* _ZIEL_
Kannst du alles vom Anfang der Einträge bis einschließlich der Zeile mit „[[[303,100],[658,152],[652,0],[5,0],[0,109],[122,119]]]“ als Markdown-Tabelle mit den Spalten „Nr“ und „Zeile“ darstellen und dabei Leerzeilen auslassen? Lass die Bilder in der Antwort weg.

* _AUSGEWÄHLTE EINTRÄGE_
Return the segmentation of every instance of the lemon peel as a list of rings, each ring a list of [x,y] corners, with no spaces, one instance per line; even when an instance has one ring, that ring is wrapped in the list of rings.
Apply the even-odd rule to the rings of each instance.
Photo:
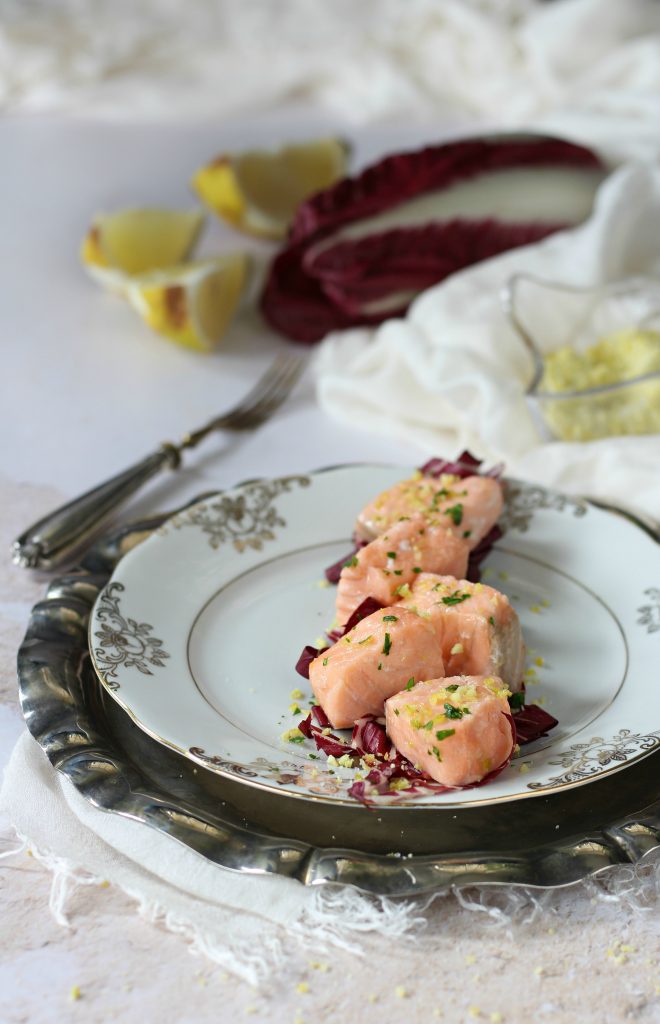
[[[136,208],[98,213],[83,240],[81,260],[95,281],[125,294],[135,275],[183,262],[203,223],[200,210]]]
[[[337,138],[222,154],[193,175],[205,206],[248,234],[283,239],[297,207],[346,171],[348,145]]]
[[[234,253],[153,270],[130,280],[126,295],[153,331],[186,348],[209,352],[238,305],[248,257]]]

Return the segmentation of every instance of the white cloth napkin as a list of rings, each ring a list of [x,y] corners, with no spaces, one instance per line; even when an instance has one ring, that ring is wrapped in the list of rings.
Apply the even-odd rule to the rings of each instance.
[[[404,319],[331,335],[317,361],[321,404],[427,454],[469,447],[510,475],[660,518],[660,435],[541,443],[524,396],[530,356],[501,304],[518,271],[577,286],[660,275],[658,224],[660,169],[619,168],[581,227],[455,274]]]
[[[50,906],[60,924],[70,888],[109,880],[143,915],[251,984],[281,967],[292,949],[359,952],[369,932],[393,939],[412,933],[428,902],[225,869],[157,829],[95,808],[27,732],[4,773],[0,814],[53,871]]]
[[[303,100],[658,152],[652,0],[5,0],[0,109],[122,119]]]

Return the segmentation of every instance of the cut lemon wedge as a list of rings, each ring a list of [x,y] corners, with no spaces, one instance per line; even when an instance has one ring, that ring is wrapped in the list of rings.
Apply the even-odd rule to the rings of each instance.
[[[247,278],[248,257],[236,253],[129,279],[126,295],[159,334],[209,352],[225,334]]]
[[[344,176],[348,152],[340,139],[323,138],[272,153],[226,154],[202,167],[191,186],[233,227],[282,239],[303,200]]]
[[[199,210],[138,209],[98,214],[83,242],[81,259],[100,284],[124,293],[127,279],[182,262],[203,221]]]

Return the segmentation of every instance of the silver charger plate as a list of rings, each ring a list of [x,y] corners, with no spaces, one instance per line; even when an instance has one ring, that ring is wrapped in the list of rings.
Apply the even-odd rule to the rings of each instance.
[[[535,490],[536,501],[553,500]],[[660,845],[657,749],[642,759],[632,750],[624,770],[588,785],[539,793],[524,802],[524,815],[515,800],[390,807],[387,814],[309,801],[301,813],[299,801],[219,775],[156,741],[107,696],[87,637],[91,608],[118,561],[164,519],[104,539],[80,568],[54,581],[33,609],[18,653],[30,731],[95,806],[140,820],[231,869],[390,895],[457,882],[569,885]],[[655,633],[653,595],[643,608],[643,625]],[[625,750],[624,742],[603,739],[597,757],[621,762]]]

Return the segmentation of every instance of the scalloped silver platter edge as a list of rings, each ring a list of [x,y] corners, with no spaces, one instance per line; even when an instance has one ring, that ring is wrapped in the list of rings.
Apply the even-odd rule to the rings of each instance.
[[[152,740],[107,697],[87,633],[91,606],[118,560],[164,518],[103,538],[79,569],[54,580],[18,651],[28,728],[94,806],[232,870],[399,896],[455,883],[564,887],[658,849],[658,752],[589,787],[532,801],[522,831],[515,803],[456,813],[392,809],[379,828],[357,805],[309,803],[301,815],[289,799],[199,770]]]
[[[212,771],[353,804],[351,770],[279,737],[301,717],[288,712],[297,654],[333,617],[322,568],[348,550],[356,509],[405,472],[349,466],[253,481],[172,517],[122,560],[95,603],[90,648],[108,692],[155,739]],[[487,787],[396,794],[379,798],[379,810],[538,797],[621,771],[660,745],[660,593],[651,586],[660,548],[589,503],[518,481],[507,493],[507,534],[486,582],[512,597],[531,646],[528,695],[560,725]]]

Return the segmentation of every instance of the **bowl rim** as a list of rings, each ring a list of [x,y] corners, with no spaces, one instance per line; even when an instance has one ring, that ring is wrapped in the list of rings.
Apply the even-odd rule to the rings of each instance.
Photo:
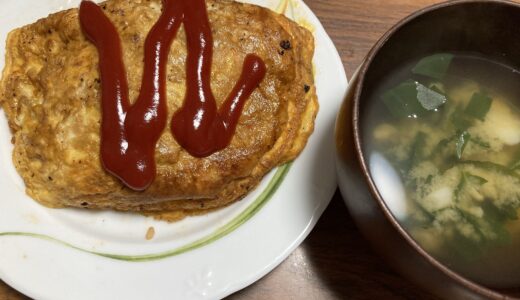
[[[411,21],[422,17],[423,15],[426,15],[432,11],[436,11],[439,9],[443,9],[446,7],[452,7],[452,6],[458,6],[458,5],[464,5],[464,4],[477,4],[477,3],[485,3],[485,4],[497,4],[497,5],[504,5],[504,6],[510,6],[514,8],[520,9],[520,3],[512,2],[509,0],[452,0],[447,2],[441,2],[437,4],[433,4],[430,6],[427,6],[425,8],[419,9],[412,14],[408,15],[404,19],[401,19],[398,23],[396,23],[394,26],[392,26],[389,30],[385,32],[385,34],[374,44],[372,49],[368,52],[367,56],[365,57],[362,65],[359,67],[359,69],[355,72],[357,77],[357,83],[355,94],[353,97],[353,109],[352,109],[352,131],[353,131],[353,137],[354,137],[354,147],[355,147],[355,155],[357,158],[357,161],[359,163],[359,166],[361,168],[361,172],[363,173],[363,178],[368,184],[369,190],[371,195],[374,197],[374,199],[377,202],[378,207],[383,212],[386,219],[390,222],[390,224],[394,227],[394,229],[399,232],[399,234],[404,237],[405,241],[410,245],[415,251],[417,251],[422,258],[426,259],[426,261],[430,264],[432,264],[435,268],[440,270],[442,273],[447,275],[452,280],[458,282],[465,288],[468,288],[469,290],[476,292],[477,294],[480,294],[482,296],[493,298],[493,299],[504,299],[504,298],[510,298],[514,299],[514,297],[510,295],[506,295],[503,293],[500,293],[499,291],[493,290],[491,288],[488,288],[484,285],[481,285],[479,283],[473,282],[472,280],[469,280],[462,275],[459,275],[457,272],[451,270],[447,266],[445,266],[443,263],[438,261],[436,258],[434,258],[431,254],[429,254],[426,250],[424,250],[408,233],[406,229],[404,229],[400,222],[394,217],[391,210],[387,206],[386,202],[384,201],[383,197],[380,195],[379,190],[377,189],[377,186],[375,182],[372,179],[370,170],[367,166],[367,159],[364,155],[363,146],[362,146],[362,136],[361,136],[361,125],[360,125],[360,114],[359,114],[359,108],[360,108],[360,102],[361,102],[361,92],[363,90],[363,86],[365,83],[365,78],[367,71],[370,69],[370,66],[372,65],[372,62],[375,58],[375,56],[380,52],[381,48],[388,42],[389,39],[391,39],[401,28],[407,26]]]

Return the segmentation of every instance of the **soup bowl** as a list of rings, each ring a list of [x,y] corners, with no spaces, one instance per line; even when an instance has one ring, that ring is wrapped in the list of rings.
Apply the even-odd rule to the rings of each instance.
[[[375,44],[354,74],[338,114],[339,187],[351,216],[374,249],[418,285],[448,299],[518,297],[520,289],[493,289],[473,282],[425,251],[392,214],[369,168],[363,117],[374,99],[371,93],[391,70],[439,52],[475,53],[518,70],[520,5],[497,0],[437,4],[405,18]]]

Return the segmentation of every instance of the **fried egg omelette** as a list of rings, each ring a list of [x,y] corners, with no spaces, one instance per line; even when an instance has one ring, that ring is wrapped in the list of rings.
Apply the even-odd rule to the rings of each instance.
[[[136,99],[144,40],[161,14],[161,0],[100,5],[120,34],[129,95]],[[264,60],[266,76],[222,151],[195,158],[178,145],[168,124],[155,149],[155,181],[142,192],[125,187],[102,166],[98,53],[81,31],[78,10],[52,14],[9,34],[0,104],[13,133],[13,162],[29,196],[52,208],[135,211],[176,220],[241,199],[267,172],[298,156],[318,111],[312,34],[259,6],[223,0],[206,5],[214,39],[211,86],[218,104],[239,78],[247,53]],[[170,121],[184,99],[186,55],[181,26],[167,65]]]

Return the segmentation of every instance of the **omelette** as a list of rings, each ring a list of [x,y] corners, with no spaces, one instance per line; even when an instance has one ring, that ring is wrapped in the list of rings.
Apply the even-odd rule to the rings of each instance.
[[[100,6],[120,35],[133,101],[143,74],[144,40],[161,14],[161,0],[109,0]],[[233,88],[248,53],[265,62],[265,77],[223,150],[194,157],[168,124],[155,147],[156,178],[144,191],[129,189],[102,166],[99,57],[82,33],[78,9],[8,35],[0,105],[13,134],[13,163],[30,197],[52,208],[132,211],[171,221],[243,198],[271,169],[299,155],[318,111],[312,34],[259,6],[225,0],[206,6],[217,104]],[[167,63],[169,123],[183,104],[186,57],[181,26]]]

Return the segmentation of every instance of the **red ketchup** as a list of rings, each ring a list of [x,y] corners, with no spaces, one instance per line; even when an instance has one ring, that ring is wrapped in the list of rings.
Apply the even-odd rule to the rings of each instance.
[[[166,127],[166,64],[170,45],[184,23],[188,45],[186,98],[174,114],[172,132],[195,157],[227,147],[244,104],[263,80],[261,58],[248,54],[235,87],[217,109],[211,92],[213,39],[204,0],[163,0],[163,12],[145,41],[144,73],[139,97],[130,105],[121,40],[103,10],[83,1],[80,24],[97,47],[101,73],[101,160],[104,168],[133,190],[155,179],[155,146]]]

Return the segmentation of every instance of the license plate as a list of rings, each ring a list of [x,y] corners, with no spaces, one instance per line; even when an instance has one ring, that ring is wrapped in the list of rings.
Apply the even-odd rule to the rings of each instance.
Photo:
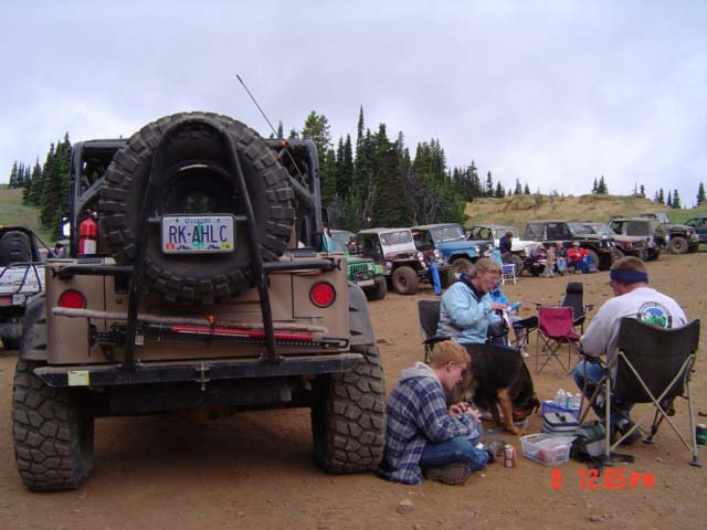
[[[162,218],[162,253],[213,254],[233,252],[233,215],[166,215]]]

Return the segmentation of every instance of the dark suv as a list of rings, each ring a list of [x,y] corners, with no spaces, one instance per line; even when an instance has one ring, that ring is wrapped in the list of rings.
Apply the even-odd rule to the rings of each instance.
[[[611,237],[592,233],[579,221],[542,220],[526,224],[524,240],[531,240],[550,246],[562,242],[569,248],[574,241],[591,256],[600,271],[609,271],[618,254]]]

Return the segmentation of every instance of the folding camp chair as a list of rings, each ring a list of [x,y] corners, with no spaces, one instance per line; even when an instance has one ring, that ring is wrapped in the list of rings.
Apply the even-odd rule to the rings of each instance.
[[[535,373],[540,373],[552,360],[562,368],[563,375],[569,373],[572,350],[579,351],[578,343],[580,339],[580,336],[572,329],[573,321],[571,307],[538,307],[538,353],[535,358]],[[540,343],[542,343],[542,348],[540,348]],[[558,351],[563,344],[567,344],[567,364],[558,356]],[[545,359],[542,365],[538,367],[542,351],[547,353],[547,359]]]
[[[437,332],[437,324],[440,322],[440,300],[418,300],[418,317],[420,319],[420,332],[422,333],[422,343],[424,344],[424,360],[434,348],[434,344],[443,340],[450,340],[450,337],[440,337]]]
[[[568,283],[560,306],[572,308],[573,327],[579,326],[580,333],[583,333],[587,314],[594,308],[592,304],[584,305],[584,285],[581,282]]]
[[[653,443],[653,436],[665,418],[687,449],[692,451],[693,459],[689,464],[701,467],[697,454],[693,398],[689,393],[689,378],[698,343],[699,320],[693,320],[682,328],[665,329],[634,318],[621,319],[616,356],[611,365],[606,367],[606,375],[597,384],[587,409],[583,409],[580,416],[583,421],[591,405],[600,395],[603,395],[606,433],[604,465],[611,465],[611,451],[639,430],[655,407],[651,432],[644,442]],[[673,402],[678,396],[687,400],[692,444],[687,443],[683,433],[671,420],[671,416],[676,413]],[[625,403],[652,403],[653,407],[635,421],[633,426],[612,445],[610,442],[611,404],[616,400]]]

* _LÖSUNG_
| Nr | Zeile |
|---|---|
| 1 | Return the segmentation of every instance of the lemon peel as a list of rings, each ring a list of [x,y] corners, with no spaces, one instance per line; even when an instance has one ring, that ring is wrapped in the list of rings. |
| 2 | Apply the even-odd rule to the rings of each instance. |
| 3 | Photo: |
| 4 | [[[136,208],[98,213],[83,240],[81,260],[95,281],[125,294],[135,275],[183,262],[203,223],[200,210]]] |
| 5 | [[[337,138],[222,154],[193,175],[205,206],[248,234],[283,239],[297,207],[346,171],[348,145]]] |
| 6 | [[[234,253],[153,270],[130,280],[126,295],[153,331],[186,348],[209,352],[238,305],[248,257]]] |
| 7 | Return the segmentation of every instance of the white cloth napkin as a list of rings, each ring a list of [x,y] corners, with no spaces, one instance per line; even when an instance has one ring, that ring is wrapped in the list of rings. |
| 8 | Apply the even-odd rule to the rings of each instance. |
| 9 | [[[404,319],[331,335],[317,361],[321,404],[427,454],[469,447],[510,475],[660,518],[660,435],[541,443],[524,396],[530,356],[501,304],[518,271],[577,286],[660,275],[658,224],[660,169],[619,168],[581,227],[455,274]]] |
| 10 | [[[50,906],[60,924],[70,888],[109,880],[143,915],[251,984],[281,967],[292,949],[359,952],[369,932],[393,939],[412,933],[428,902],[225,869],[157,829],[95,808],[27,732],[4,773],[0,814],[53,871]]] |
| 11 | [[[303,100],[658,152],[652,0],[5,0],[0,109],[122,119]]] |